* [TASK BRIEF] Count how many lines of the listing below contain the string "paving", and reply with that number alone.

Outline labeling records:
══════════

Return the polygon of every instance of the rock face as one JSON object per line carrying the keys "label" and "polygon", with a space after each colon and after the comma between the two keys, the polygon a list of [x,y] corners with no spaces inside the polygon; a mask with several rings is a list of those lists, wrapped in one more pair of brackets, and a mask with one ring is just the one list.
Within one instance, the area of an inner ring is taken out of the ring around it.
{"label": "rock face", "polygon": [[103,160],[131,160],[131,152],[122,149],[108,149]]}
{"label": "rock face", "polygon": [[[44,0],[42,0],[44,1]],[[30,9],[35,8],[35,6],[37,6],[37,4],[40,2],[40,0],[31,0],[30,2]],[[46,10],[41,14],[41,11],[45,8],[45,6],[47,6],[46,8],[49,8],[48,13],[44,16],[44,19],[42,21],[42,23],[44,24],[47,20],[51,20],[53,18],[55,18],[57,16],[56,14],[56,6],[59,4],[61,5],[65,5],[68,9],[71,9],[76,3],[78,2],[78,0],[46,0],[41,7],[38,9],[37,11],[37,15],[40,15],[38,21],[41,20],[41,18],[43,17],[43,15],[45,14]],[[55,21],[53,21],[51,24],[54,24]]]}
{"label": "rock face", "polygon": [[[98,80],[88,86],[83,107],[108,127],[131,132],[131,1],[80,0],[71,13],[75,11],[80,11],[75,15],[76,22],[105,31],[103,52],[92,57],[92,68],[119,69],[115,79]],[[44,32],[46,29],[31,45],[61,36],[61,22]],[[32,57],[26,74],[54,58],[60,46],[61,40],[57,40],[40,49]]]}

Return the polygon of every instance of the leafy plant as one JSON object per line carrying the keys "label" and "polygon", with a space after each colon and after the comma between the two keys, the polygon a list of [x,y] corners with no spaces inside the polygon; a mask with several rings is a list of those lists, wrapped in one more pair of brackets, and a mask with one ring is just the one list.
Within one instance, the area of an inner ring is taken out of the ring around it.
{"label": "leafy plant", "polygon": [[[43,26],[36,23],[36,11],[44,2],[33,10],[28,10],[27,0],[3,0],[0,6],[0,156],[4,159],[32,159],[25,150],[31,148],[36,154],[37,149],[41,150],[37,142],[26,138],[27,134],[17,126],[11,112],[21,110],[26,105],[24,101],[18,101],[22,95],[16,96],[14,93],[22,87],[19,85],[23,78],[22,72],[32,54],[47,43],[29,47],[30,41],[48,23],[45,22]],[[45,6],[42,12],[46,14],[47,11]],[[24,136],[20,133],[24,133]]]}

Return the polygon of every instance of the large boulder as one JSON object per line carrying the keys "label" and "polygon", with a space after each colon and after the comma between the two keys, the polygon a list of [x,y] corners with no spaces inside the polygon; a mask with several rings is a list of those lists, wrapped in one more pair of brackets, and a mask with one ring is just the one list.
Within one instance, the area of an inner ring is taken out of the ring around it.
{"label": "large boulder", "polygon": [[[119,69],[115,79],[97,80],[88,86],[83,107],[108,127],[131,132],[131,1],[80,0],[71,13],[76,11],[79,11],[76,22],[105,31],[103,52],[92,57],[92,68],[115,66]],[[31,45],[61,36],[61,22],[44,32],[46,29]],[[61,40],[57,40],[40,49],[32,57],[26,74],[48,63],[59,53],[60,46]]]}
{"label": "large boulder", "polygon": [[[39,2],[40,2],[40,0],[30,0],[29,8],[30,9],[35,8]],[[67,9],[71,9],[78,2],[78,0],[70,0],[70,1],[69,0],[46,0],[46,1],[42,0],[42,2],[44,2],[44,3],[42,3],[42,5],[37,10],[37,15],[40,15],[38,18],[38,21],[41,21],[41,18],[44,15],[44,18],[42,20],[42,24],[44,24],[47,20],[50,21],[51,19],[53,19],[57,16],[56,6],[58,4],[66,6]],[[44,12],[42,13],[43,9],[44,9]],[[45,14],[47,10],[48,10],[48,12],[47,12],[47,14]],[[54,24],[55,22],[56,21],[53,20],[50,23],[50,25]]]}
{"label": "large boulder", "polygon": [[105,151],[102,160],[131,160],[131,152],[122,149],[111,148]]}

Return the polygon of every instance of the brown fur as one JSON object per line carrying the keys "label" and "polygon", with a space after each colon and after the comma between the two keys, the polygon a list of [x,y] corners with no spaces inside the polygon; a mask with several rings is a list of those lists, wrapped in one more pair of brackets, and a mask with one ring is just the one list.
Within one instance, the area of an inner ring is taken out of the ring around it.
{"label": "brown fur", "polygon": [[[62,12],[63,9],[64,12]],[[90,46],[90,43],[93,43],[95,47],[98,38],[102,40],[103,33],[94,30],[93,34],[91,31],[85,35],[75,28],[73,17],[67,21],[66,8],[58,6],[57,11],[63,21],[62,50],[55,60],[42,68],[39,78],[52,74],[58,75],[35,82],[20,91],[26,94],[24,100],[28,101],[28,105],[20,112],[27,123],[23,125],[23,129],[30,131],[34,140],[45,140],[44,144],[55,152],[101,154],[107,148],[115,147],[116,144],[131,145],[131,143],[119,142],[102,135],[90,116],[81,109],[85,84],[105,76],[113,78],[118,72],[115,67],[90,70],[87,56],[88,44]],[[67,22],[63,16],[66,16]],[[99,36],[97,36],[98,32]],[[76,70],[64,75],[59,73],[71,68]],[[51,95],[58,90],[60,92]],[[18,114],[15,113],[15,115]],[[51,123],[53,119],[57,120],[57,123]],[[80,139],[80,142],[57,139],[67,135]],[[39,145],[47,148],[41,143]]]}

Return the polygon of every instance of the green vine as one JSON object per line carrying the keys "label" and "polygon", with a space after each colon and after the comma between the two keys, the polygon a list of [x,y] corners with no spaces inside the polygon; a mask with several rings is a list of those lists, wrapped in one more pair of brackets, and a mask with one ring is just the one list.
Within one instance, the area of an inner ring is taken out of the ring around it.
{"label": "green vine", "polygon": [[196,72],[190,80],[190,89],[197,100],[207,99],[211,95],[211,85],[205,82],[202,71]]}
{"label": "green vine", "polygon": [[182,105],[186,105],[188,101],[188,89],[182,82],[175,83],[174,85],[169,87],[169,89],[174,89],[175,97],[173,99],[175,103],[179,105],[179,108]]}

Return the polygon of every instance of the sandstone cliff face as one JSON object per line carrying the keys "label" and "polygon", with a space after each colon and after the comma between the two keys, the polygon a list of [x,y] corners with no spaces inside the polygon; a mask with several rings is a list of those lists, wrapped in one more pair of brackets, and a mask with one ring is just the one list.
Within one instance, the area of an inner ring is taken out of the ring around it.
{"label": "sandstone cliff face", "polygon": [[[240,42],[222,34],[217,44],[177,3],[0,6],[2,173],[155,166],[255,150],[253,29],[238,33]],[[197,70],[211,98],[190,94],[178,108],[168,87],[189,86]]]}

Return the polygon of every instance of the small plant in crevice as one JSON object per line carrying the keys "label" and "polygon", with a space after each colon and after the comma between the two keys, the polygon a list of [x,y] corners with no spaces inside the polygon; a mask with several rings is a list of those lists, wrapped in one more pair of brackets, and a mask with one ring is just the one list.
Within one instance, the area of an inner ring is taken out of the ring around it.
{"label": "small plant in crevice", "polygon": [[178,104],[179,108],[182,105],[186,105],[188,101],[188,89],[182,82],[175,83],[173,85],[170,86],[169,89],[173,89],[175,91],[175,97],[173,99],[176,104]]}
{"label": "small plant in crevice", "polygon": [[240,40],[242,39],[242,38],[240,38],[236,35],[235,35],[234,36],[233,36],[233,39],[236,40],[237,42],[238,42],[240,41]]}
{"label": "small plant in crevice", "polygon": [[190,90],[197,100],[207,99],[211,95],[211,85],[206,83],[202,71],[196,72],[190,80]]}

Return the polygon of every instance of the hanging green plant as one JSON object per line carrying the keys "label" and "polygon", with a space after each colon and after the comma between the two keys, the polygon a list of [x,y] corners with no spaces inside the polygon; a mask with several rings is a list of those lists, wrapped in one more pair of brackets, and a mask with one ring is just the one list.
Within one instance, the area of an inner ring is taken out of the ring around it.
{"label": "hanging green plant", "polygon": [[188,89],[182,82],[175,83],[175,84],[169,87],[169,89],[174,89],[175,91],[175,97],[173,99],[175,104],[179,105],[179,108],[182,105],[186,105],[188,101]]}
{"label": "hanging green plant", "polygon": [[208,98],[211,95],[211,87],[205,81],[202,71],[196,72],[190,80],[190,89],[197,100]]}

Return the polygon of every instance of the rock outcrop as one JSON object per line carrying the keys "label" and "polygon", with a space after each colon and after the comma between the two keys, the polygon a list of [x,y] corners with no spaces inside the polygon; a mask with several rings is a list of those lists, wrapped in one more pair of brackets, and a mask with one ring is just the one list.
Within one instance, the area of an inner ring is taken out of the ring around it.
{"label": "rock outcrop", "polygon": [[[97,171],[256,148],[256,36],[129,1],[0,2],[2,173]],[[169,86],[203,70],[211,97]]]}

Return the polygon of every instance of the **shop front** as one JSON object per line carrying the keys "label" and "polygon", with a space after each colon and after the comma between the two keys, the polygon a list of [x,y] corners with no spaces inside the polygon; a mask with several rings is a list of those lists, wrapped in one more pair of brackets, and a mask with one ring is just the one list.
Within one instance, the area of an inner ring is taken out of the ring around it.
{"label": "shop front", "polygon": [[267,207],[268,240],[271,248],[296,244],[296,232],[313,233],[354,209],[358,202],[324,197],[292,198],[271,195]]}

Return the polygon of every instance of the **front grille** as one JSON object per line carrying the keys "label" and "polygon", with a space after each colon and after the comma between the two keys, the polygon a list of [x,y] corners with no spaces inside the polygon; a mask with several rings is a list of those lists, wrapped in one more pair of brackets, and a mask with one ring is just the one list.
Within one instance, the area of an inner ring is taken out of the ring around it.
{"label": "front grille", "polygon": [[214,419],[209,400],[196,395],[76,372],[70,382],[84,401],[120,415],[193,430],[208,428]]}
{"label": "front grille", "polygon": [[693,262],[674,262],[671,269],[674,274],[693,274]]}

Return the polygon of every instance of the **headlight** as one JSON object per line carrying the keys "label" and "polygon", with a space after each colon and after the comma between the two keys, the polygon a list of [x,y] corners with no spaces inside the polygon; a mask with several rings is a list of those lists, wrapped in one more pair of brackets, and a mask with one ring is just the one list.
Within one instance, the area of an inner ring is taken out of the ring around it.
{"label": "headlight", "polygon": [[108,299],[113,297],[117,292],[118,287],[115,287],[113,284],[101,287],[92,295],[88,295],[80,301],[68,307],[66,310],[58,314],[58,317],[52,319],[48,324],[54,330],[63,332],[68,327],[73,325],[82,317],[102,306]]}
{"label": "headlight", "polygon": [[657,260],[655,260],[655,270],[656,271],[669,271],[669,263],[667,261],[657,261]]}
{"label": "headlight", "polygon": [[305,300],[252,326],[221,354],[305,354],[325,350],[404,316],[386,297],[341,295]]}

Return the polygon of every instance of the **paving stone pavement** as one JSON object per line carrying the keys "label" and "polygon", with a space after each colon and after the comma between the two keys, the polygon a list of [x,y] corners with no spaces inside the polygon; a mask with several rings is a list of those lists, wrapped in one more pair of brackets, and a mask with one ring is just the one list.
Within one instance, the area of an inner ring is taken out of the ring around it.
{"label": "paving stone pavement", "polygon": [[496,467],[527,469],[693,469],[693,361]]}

══════════

* [COMPLETE RESPONSE] 2